*Brief a*
Please restate word for word everything in the mailing-list post on return-statement style from "I'm not sure" down to "it wouldn't work.".
## BEGIN Extracted text
[OpenAFS-devel] Fwd: [patch review] libafs solaris cleanup

Garance A Drosihn drosih@rpi.edu
Thu, 15 Feb 2007 18:37:09 -0500


At 7:55 PM -0500 2/13/07, Marcus Watts wrote:
>Garance Alistair Drosehn writes:
>...
>  > For what it's worth, sometime in my early freebsd days it was
>>  explained to me that 'return (blah)' is preferred simply because
>>  it makes it easy to replace 'return' with a #define'd macro, if
>  > you needed to do that for some debugging reason.
>>
>
>Ok, sure, for some sufficiently simple program
>	#define bug(x) printf ("__FILE__:__LINE__ return %#lx\n",(x)),(x)
>	main(){
>		return (5);
>	}
>you could compile it with
>	cc -Dreturn=bug
>or with just cc
>
>I don't think anybody is ever going to do anything remotely
>like this with openafs.

I have done things like this with packages just as nasty and
low-level as openafs.  I have not used 'printf' statements, of
course, but I have done things like adding assert-like statements.
"if our global pointer is zero right now, then come to a screeching
halt!".  Or I stuff away some value in a global variable, which I
can go back and look at later on.  I know I've done this when
debugging things in samba, and it's hard for me to imagine why
such a trick would *never* be useful to do in openafs.

Note that I don't mean to be arguing that openafs must include
commas on return statements.  I'm just passing along what I was
told back when I asked about them in the style(9) guidelines used
by FreeBSD.

>Just for starters, you'd have to rely
>on return falling off the end of the function and returning the
>last expression evaluated.

I'm not sure what you're saying here.  Why would a return statement
fall off the end of a function?  What does that even mean?  It is
possible you could get to the end of a function without hitting
an explicit 'return someval;' statement, but don't most compilers
already warn you about that anyway?  Yes, you can ignore the
warning and then this trick with redefining 'return()' would not
be reliable -- but at least you were warned that it wouldn't work.
## END Extracted text
*Brief b*
In the rows below, quote exactly everything from the line containing "outline --target cheek" down to the line containing "Give the mask of every instance of the cheek.", both of those lines included.
## BEGIN Input records
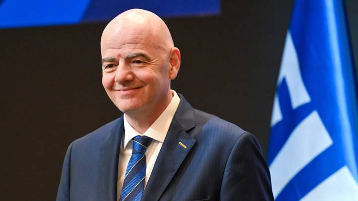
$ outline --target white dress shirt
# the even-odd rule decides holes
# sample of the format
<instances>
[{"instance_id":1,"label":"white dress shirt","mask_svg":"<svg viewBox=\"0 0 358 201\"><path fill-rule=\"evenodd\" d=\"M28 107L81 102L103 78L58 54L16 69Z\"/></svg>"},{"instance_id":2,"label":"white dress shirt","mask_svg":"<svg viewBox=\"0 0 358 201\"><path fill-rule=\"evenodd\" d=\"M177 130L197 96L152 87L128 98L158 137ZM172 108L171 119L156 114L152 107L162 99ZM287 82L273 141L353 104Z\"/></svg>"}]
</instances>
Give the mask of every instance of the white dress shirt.
<instances>
[{"instance_id":1,"label":"white dress shirt","mask_svg":"<svg viewBox=\"0 0 358 201\"><path fill-rule=\"evenodd\" d=\"M156 120L154 123L143 134L139 133L132 127L127 121L126 115L124 115L124 134L121 141L119 159L118 160L118 180L117 185L117 201L119 201L123 183L124 181L124 175L127 169L127 165L132 156L133 142L132 139L137 135L145 135L153 139L150 145L146 151L146 177L144 181L144 187L149 179L154 163L157 160L159 151L167 135L169 126L172 123L174 114L177 111L180 99L175 91L172 90L173 97L167 108Z\"/></svg>"}]
</instances>

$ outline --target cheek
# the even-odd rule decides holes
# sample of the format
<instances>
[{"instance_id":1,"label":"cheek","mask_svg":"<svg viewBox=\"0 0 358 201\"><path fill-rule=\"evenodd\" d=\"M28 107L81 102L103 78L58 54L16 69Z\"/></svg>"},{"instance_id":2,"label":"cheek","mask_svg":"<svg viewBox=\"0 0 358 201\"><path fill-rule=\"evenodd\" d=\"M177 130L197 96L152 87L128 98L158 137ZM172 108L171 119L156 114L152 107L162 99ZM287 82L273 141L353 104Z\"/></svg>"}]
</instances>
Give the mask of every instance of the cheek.
<instances>
[{"instance_id":1,"label":"cheek","mask_svg":"<svg viewBox=\"0 0 358 201\"><path fill-rule=\"evenodd\" d=\"M110 75L103 74L102 76L102 85L105 89L111 88L113 84L113 78Z\"/></svg>"}]
</instances>

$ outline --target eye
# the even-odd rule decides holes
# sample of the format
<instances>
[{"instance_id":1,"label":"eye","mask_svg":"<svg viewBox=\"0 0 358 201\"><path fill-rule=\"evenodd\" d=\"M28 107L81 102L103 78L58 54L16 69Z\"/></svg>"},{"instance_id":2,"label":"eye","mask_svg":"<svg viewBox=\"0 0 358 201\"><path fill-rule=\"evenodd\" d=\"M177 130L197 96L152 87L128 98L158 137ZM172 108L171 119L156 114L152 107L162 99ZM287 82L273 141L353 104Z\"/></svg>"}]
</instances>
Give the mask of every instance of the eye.
<instances>
[{"instance_id":1,"label":"eye","mask_svg":"<svg viewBox=\"0 0 358 201\"><path fill-rule=\"evenodd\" d=\"M104 67L103 67L103 69L106 69L106 68L110 68L111 67L113 67L114 65L113 64L108 64L107 65L104 66Z\"/></svg>"},{"instance_id":2,"label":"eye","mask_svg":"<svg viewBox=\"0 0 358 201\"><path fill-rule=\"evenodd\" d=\"M141 64L143 63L143 62L142 62L140 60L134 60L134 61L133 61L133 64Z\"/></svg>"}]
</instances>

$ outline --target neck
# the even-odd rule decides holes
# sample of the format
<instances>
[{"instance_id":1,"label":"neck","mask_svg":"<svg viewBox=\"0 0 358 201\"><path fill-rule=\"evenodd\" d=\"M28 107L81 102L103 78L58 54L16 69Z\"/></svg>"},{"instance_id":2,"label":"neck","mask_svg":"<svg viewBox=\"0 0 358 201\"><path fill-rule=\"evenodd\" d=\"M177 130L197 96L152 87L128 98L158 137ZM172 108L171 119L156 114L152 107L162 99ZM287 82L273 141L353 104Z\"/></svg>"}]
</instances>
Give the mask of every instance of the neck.
<instances>
[{"instance_id":1,"label":"neck","mask_svg":"<svg viewBox=\"0 0 358 201\"><path fill-rule=\"evenodd\" d=\"M140 112L125 113L127 121L138 133L144 134L165 110L173 97L173 95L171 92L168 98L164 99L166 101L157 104L155 108Z\"/></svg>"}]
</instances>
## END Input records
*Finished answer a*
I'm not sure what you're saying here.  Why would a return statement
fall off the end of a function?  What does that even mean?  It is
possible you could get to the end of a function without hitting
an explicit 'return someval;' statement, but don't most compilers
already warn you about that anyway?  Yes, you can ignore the
warning and then this trick with redefining 'return()' would not
be reliable -- but at least you were warned that it wouldn't work.

*Finished answer b*
$ outline --target cheek
# the even-odd rule decides holes
# sample of the format
<instances>
[{"instance_id":1,"label":"cheek","mask_svg":"<svg viewBox=\"0 0 358 201\"><path fill-rule=\"evenodd\" d=\"M28 107L81 102L103 78L58 54L16 69Z\"/></svg>"},{"instance_id":2,"label":"cheek","mask_svg":"<svg viewBox=\"0 0 358 201\"><path fill-rule=\"evenodd\" d=\"M177 130L197 96L152 87L128 98L158 137ZM172 108L171 119L156 114L152 107L162 99ZM287 82L273 141L353 104Z\"/></svg>"}]
</instances>
Give the mask of every instance of the cheek.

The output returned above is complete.